TEXTO DE LECTURA.
+ + + + +

La mala calidad de la comida y la angustia de estar bloqueados no evita una cierta sensación de actividad en esa especie de pequeña plaza que se ha formado a las afueras del campamento
Fran Pallero

Vuelvo al campamento de Las Raíces. A las tres de la tarde, un comunicado de la Asamblea de Apoyo a los Migrantes dice que hay una protesta dentro porque la comida les parece una porquería. Según la Asamblea, muchos tienen problemas estomacales y, en los últimos días, quince personas han tenido que ir al hospital. También dicen que los migrantes tienen hambre. La protesta es intensa pero pacífica. Unos 100, según la policía local, que va hasta allí junto a la nacional “por alteración del orden, la cual se solventa no habiéndose producido ninguna detención”. Aun así, voy para arriba a ver lo que se cuece.

Y lo que hay es hartazgo con un menú que les parece escaso y muy repetitivo, hecho a base de mucha papa, arroz y poca sal. Muchos no comieron ayer. Tienen una foto del almuerzo que causó la protesta. Y tiene pinta de engrudo militar: ¡Plaf! Me parece que estoy oyendo el sonido de esa masa amarillenta caer sobre el plato. “Todas estas personas tienen techo, ropa y comida”, recuerdan desde la Delegación del Gobierno. “Poco a poco, irán mejorando las cosas, pero tampoco podemos olvidarnos del contexto tan complicado en el que estamos”.

Mientras, un grupo de senegaleses llega con varias bolsas llenas de pan, leche, chocolate y un par de recipientes con comida caliente que echan olor a adobo. “¿Qué es, pollo?”, les pregunto. “No, no”, contestan mientras se escabullen. Junto a ellos hay un senegalés que llegó en 2006 y no quiere decirme su nombre, pero me cuenta que está allí para ayudar a la gente con la documentación y los trámites burocráticos.
La mala calidad de la comida y la angustia de estar bloqueados no evita una cierta sensación de actividad en esa especie de pequeña plaza que se ha formado a las afueras del campamento, entre las casetas y tiendas de campaña donde duermen los que dejaron el campamento y los de los activistas locales que van a echar una mano para apoyar y crear una sensación de comunidad. Ayer, la tarde ayudaba, con las huertas llenas de verde y un sol suave de primavera que calentaba un poquito.

Un grupo echaba la tarde con unos juegos de mesa. En otro lado, una señora daba unas clases de español. Y Patri cortaba el pelo. De repente, me vino un flash a la cabeza de una mañana en Katmandú, caminando junto a una barbería destartalada y llena de hombres vociferando, probablemente de política. “Comida mala, mucho frío, duchas malas”, dicen en Las Raíces quienes esperan para cortarse el pelo. “No me gusta la comida, pero menos es nada”, dice Chouaib. “No tenemos mujer”, bromea otro.

+ + + + +

DATOS LISTADOS.
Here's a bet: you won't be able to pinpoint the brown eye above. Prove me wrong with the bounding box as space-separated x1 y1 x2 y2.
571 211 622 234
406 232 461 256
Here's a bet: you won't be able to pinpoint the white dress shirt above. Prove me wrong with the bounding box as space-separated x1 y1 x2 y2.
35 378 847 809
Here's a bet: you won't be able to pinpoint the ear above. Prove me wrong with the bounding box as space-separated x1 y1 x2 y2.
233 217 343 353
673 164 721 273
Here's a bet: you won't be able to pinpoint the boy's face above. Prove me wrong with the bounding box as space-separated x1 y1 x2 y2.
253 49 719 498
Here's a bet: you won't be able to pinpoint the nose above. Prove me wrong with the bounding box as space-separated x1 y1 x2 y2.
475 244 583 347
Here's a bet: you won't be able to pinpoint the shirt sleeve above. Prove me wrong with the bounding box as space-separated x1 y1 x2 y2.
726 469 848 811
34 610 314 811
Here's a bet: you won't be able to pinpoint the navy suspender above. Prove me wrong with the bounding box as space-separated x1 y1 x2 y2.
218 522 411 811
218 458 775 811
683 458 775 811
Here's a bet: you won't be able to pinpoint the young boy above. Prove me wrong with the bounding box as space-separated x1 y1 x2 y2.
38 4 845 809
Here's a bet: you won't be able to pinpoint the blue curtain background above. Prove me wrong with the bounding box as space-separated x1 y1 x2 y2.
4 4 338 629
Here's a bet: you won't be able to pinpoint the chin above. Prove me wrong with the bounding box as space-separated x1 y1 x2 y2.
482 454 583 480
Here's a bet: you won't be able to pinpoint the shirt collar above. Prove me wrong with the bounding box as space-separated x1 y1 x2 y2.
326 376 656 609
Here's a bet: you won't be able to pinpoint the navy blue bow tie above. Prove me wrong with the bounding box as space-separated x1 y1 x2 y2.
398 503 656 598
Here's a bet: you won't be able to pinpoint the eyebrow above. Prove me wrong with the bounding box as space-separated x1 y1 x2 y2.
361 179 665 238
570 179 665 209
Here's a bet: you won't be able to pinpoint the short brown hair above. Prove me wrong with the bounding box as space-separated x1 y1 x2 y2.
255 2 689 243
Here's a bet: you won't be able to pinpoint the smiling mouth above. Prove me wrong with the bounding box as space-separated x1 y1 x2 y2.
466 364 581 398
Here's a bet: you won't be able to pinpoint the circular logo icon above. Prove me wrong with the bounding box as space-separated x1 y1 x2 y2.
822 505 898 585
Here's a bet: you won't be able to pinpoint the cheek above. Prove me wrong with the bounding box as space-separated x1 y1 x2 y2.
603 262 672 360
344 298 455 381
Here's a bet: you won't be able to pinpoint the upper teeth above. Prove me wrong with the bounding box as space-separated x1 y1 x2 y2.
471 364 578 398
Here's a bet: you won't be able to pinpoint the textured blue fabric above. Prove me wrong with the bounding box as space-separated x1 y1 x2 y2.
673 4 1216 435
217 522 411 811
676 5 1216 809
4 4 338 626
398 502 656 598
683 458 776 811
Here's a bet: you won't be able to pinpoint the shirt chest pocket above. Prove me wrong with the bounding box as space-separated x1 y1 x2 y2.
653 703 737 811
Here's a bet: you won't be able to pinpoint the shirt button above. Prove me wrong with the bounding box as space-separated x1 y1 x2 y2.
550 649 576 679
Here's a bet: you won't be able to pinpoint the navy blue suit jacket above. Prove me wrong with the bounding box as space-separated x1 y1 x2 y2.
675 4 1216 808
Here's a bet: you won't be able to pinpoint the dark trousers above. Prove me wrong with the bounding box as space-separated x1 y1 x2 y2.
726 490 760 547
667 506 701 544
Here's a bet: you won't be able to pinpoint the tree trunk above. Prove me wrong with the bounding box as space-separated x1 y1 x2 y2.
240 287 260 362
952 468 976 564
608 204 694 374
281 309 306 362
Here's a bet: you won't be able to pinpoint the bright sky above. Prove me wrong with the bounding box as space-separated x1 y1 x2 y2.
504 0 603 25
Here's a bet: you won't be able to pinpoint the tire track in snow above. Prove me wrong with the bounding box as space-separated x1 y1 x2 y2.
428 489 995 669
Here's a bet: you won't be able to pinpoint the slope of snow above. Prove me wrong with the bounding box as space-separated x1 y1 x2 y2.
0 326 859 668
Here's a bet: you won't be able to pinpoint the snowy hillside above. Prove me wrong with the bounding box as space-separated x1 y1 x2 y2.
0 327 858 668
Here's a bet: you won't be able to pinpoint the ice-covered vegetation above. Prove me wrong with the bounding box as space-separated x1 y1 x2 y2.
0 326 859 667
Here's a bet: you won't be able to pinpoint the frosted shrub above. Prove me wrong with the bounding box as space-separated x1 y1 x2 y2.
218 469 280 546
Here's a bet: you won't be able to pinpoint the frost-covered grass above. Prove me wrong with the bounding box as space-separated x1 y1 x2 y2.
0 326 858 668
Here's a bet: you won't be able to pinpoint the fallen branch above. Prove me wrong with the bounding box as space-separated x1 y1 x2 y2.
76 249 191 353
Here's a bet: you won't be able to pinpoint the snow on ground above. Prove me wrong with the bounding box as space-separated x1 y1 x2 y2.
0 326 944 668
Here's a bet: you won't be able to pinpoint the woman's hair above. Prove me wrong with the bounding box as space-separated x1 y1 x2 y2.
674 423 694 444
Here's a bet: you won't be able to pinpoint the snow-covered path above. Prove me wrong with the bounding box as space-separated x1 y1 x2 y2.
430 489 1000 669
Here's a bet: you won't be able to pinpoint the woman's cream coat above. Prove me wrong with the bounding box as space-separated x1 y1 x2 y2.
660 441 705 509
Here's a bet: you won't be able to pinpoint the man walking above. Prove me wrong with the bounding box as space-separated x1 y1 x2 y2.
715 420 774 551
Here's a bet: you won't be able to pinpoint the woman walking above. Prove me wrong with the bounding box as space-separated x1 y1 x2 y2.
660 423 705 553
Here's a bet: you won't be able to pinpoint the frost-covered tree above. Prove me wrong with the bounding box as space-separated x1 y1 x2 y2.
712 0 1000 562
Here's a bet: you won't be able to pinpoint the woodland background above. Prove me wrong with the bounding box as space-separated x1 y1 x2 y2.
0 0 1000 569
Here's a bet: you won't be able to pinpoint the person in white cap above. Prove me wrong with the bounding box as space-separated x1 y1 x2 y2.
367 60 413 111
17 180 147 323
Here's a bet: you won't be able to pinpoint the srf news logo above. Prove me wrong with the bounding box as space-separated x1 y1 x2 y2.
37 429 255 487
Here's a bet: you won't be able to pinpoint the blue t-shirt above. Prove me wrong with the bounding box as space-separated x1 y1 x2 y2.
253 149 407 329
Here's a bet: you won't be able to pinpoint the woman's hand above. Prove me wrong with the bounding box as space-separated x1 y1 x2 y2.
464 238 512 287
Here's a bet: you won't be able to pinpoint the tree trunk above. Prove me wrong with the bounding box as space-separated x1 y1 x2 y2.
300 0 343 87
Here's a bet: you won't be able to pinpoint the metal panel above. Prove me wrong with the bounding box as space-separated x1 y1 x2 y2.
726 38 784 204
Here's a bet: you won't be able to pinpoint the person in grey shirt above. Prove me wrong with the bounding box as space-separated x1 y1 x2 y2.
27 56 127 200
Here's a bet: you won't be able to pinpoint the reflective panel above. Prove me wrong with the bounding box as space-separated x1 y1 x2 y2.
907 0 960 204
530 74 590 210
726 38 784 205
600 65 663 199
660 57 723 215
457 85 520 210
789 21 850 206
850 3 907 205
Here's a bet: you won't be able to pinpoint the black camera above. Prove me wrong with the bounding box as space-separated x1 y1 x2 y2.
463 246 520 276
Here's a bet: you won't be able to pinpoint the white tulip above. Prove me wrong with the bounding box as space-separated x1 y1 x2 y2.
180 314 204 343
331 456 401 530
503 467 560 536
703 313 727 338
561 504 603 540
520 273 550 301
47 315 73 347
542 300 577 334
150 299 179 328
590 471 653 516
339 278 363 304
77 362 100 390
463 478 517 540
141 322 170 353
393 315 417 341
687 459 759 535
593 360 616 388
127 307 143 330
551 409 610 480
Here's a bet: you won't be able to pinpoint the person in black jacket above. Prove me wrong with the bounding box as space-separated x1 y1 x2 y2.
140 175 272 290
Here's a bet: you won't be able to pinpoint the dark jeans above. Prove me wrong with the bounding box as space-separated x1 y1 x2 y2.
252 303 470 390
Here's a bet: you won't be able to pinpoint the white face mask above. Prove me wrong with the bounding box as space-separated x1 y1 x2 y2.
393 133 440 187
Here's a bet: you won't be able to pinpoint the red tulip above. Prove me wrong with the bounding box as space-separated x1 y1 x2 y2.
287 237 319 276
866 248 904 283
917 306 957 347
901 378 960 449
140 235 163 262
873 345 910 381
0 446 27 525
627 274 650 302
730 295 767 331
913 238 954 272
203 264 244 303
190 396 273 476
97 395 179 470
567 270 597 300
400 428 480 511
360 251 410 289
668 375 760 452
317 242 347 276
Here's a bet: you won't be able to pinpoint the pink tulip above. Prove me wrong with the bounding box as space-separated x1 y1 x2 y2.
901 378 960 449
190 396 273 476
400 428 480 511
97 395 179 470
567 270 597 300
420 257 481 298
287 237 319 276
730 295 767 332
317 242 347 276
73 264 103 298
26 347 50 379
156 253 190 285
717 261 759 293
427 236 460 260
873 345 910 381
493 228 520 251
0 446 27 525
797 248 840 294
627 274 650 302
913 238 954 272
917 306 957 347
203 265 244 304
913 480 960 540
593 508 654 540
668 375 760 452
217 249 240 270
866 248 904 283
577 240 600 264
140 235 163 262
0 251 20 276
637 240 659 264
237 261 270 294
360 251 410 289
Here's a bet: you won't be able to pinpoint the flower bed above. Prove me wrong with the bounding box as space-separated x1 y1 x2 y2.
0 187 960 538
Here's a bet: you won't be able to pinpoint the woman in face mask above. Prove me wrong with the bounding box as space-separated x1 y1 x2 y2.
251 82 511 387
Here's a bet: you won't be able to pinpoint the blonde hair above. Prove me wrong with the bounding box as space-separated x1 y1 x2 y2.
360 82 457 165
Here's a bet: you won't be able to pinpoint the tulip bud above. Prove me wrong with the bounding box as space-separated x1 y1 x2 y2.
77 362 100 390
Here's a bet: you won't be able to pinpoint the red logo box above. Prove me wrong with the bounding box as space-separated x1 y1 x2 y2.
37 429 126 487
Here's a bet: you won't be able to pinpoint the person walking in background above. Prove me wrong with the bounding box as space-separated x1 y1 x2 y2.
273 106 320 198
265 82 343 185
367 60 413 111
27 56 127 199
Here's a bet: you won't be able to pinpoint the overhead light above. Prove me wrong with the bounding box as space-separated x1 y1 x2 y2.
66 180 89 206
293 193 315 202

+ + + + +

ACTIVIDAD 1. Según la crónica sobre el campamento de Las Raíces, ¿cuántas personas han tenido que ir al hospital en los últimos días, de acuerdo con la Asamblea de Apoyo a los Migrantes?
ACTIVIDAD 2. Prosigue la crónica sobre el campamento de Las Raíces a partir de su última frase.

TU RESPUESTA 1. Quince personas.

TU RESPUESTA 2.
Patri lleva cortando el pelo desde las doce. Esta semana ha estado martes, jueves y viernes. Estudió peluquería y ahora está haciendo barbería. Tiene 28 años. “Estoy aprendiendo más aquí que en la academia”, dice. “Además, ellos se llevan las máquinas, las cargan allá dentro y las cuidan. Faltan máquinas, porque hay bastantes manos. Algunos cortan el pelo en sus países”. Como Abdelrahim, que solo habla árabe pero me enseña un vídeo de él cortando el pelo en una barbería de Marruecos. “Yo creo que para ellos es algo diferente al día a día del campamento”, comenta Patri sobre ese aire de tertulia a trompicones lingüísticos que ha conseguido. Así son las barberías, aunque sean entre árboles. “Además, como casi todo el mundo, son bastante presumidos”, comenta “El otro día me equivoqué, porque me puse en la zona de las casetas, que es más territorio marroquí y la gente senegalesa no se acercaba. Pero ahora me he venido aquí, y parece que están más cómodos todos”. Por si acaso, allí está Laura, estudiante de diseño gráfico, cartelista de la Asamblea, que le ayuda a controlar los turnos para cortarse el pelo y a gestionar las eventuales tensiones que pueda haber. “De todas maneras, a medida que pase el tiempo, yo creo la que la situación se va a hacer más difícil para ellos”.

Subiendo la cuesta hacia la carretera de La Esperanza está Allahadi, de 28 años. Y es de Mali. También se queja de la comida. Pero sobre todo, dice que se encuentra mal, deprimido. “Estoy muy cansado, yo lo que quiero es trabajar. Me siento responsable de la situación de mi familia, yo lo que quiero es poder ayudar a los niños, no quiero estar aquí”.